- Exercise goal -
Each entry must be duplicated precisely, with nothing left out.

- Supplied records -
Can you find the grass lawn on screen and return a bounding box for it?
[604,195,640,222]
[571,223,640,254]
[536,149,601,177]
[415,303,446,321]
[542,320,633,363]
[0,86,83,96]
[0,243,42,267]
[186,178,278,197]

- Solution for this task -
Can you find the grass lawn on screen and return a bounding box for it?
[604,195,640,222]
[571,223,640,254]
[536,149,601,177]
[415,303,446,321]
[542,320,633,363]
[0,86,83,96]
[0,243,42,267]
[186,178,278,197]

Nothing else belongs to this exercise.